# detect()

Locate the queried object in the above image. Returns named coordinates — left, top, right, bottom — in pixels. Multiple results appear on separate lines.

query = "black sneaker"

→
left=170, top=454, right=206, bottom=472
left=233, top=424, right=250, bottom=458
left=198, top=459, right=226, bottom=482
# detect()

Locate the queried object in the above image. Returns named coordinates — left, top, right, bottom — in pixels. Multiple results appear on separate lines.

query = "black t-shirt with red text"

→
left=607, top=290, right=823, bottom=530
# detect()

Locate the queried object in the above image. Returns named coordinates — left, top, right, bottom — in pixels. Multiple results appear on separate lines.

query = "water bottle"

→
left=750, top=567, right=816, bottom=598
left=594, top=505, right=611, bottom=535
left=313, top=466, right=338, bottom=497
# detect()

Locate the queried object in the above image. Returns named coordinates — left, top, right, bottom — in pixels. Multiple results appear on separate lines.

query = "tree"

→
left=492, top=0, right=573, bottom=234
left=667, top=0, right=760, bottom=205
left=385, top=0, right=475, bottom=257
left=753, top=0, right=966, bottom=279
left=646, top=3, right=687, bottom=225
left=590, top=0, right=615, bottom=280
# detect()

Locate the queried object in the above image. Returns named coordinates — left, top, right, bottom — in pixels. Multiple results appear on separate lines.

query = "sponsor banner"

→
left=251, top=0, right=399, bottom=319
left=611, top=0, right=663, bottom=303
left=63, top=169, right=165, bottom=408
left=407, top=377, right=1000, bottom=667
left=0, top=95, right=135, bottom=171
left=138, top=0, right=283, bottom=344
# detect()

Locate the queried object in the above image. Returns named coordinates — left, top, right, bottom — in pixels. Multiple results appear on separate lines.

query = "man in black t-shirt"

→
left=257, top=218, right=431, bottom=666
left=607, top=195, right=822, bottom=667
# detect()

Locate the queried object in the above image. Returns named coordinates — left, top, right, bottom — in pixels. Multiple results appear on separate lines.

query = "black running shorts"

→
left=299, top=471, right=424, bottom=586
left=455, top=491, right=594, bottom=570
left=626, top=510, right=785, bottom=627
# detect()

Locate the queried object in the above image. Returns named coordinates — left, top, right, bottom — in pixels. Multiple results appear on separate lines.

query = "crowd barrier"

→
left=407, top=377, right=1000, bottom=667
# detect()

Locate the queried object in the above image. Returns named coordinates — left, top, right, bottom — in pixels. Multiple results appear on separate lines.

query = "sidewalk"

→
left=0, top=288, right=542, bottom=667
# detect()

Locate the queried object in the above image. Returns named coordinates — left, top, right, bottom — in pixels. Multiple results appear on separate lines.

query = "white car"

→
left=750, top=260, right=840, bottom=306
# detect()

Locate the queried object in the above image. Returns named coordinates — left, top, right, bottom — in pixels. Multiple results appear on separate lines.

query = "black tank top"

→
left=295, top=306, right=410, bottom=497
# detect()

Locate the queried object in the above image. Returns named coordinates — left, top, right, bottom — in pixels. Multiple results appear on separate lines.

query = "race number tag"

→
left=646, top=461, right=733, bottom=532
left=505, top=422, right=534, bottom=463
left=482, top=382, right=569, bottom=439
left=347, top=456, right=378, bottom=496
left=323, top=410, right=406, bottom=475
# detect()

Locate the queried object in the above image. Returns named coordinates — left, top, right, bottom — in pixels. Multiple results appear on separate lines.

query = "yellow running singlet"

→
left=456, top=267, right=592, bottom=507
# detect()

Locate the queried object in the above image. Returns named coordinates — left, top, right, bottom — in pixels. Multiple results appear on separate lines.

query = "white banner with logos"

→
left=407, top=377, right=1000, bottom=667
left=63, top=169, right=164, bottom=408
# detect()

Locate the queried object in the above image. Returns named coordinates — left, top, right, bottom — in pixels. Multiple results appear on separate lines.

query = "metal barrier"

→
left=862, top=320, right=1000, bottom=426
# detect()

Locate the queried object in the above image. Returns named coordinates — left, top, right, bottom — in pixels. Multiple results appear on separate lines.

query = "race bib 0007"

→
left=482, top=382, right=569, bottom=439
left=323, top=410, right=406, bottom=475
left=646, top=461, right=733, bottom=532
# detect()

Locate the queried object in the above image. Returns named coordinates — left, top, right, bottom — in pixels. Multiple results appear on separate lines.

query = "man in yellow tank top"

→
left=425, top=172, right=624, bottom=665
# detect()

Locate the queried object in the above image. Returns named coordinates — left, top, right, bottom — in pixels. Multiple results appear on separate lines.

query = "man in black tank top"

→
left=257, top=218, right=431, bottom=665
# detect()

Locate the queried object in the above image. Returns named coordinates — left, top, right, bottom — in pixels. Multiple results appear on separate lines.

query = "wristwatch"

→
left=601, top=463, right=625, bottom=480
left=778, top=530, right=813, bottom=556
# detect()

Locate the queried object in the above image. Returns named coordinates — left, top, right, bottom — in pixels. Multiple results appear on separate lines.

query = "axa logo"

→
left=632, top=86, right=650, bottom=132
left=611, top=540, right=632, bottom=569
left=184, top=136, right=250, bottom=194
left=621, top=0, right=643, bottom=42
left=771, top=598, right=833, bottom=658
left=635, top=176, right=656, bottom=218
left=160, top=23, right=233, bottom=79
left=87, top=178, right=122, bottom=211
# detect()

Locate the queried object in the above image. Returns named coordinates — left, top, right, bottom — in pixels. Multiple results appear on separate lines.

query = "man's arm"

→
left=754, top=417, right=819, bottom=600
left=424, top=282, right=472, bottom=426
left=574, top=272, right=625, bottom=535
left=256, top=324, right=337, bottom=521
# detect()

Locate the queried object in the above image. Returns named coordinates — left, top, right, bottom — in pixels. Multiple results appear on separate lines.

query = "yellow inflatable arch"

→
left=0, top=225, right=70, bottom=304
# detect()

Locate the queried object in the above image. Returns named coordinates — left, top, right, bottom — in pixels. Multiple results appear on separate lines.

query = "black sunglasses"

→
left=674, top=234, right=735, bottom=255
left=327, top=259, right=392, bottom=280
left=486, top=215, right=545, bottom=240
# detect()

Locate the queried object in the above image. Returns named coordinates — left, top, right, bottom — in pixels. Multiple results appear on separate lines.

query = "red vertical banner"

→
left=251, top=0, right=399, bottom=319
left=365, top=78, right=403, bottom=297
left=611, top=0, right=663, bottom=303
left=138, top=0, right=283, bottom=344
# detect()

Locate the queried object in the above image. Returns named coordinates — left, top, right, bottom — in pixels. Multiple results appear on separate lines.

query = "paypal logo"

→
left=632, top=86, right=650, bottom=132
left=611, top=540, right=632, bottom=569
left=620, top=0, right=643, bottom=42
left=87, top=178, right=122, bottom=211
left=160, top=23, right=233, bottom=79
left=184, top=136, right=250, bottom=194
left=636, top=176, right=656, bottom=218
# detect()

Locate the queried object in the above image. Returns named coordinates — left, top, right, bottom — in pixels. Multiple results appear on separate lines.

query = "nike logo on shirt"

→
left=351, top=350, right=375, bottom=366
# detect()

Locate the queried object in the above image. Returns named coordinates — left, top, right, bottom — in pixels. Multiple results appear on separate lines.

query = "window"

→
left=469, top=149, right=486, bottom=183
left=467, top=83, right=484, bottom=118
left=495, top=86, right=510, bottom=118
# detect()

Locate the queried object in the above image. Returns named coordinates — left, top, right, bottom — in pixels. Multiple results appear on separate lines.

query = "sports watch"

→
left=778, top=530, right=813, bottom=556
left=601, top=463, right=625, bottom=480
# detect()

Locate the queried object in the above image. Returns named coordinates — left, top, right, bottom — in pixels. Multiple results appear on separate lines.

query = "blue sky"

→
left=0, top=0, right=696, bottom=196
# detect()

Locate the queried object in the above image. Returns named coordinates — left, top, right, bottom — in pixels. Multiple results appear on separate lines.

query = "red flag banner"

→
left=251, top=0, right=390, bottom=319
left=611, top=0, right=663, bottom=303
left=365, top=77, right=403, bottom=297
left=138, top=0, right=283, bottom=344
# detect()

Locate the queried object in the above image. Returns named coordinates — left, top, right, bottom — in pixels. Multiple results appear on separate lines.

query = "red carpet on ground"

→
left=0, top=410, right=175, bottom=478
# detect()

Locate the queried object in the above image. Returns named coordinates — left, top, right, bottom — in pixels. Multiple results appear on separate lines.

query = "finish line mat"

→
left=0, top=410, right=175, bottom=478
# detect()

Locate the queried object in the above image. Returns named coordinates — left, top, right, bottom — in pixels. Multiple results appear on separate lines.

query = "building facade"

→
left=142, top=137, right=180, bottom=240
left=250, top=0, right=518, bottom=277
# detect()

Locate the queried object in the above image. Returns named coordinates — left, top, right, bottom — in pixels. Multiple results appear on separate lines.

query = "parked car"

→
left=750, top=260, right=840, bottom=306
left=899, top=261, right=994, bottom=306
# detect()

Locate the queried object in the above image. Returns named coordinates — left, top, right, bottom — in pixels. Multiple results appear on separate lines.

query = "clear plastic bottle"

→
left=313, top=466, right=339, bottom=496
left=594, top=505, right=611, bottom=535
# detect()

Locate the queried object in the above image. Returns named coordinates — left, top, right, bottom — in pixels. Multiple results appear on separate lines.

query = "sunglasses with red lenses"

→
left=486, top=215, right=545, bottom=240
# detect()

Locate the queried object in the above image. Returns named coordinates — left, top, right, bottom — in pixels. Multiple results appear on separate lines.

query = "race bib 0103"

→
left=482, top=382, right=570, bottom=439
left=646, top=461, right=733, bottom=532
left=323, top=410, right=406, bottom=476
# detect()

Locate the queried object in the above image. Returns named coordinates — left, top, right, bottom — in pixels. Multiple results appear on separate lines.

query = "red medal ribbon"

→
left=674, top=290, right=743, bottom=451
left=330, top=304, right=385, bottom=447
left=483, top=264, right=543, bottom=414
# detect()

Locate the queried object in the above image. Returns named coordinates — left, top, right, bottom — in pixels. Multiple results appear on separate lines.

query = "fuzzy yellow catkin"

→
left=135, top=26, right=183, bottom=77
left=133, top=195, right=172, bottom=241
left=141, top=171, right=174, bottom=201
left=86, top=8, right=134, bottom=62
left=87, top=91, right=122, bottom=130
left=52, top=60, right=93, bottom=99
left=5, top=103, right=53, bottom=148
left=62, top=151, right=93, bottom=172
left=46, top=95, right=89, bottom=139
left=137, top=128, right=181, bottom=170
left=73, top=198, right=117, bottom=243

**********

Please copy the items above word for word, from the first line through the line that contains "left=590, top=0, right=615, bottom=280".

**Result for this exercise:**
# detect()

Locate the queried object in the above image. Returns named coordinates — left, top, right, bottom — in pixels. Multiple results appear on separate lines.

query = "black sneaker"

→
left=170, top=454, right=206, bottom=472
left=233, top=424, right=250, bottom=458
left=198, top=459, right=226, bottom=482
# detect()

Locate the queried object in the above image. Returns named coordinates — left, top, right, bottom — in pixels. Multiple results appear on separate lines.

query = "black t-shirt with red text"

→
left=607, top=290, right=823, bottom=530
# detect()

Locate the queried object in the above image. Returns named coordinates — left, top, right, bottom — in pixels. Multiple results appear on separate lines.

query = "water bottle"

→
left=750, top=567, right=816, bottom=598
left=594, top=505, right=611, bottom=535
left=313, top=466, right=338, bottom=497
# detect()

Locate the queried object in the above image. Returns named coordinates — left, top, right, bottom — in pixels. Multiple results appear on separate lines.

query = "tree"

→
left=492, top=0, right=573, bottom=234
left=667, top=0, right=760, bottom=205
left=385, top=0, right=475, bottom=257
left=753, top=0, right=966, bottom=279
left=646, top=3, right=687, bottom=225
left=590, top=0, right=615, bottom=280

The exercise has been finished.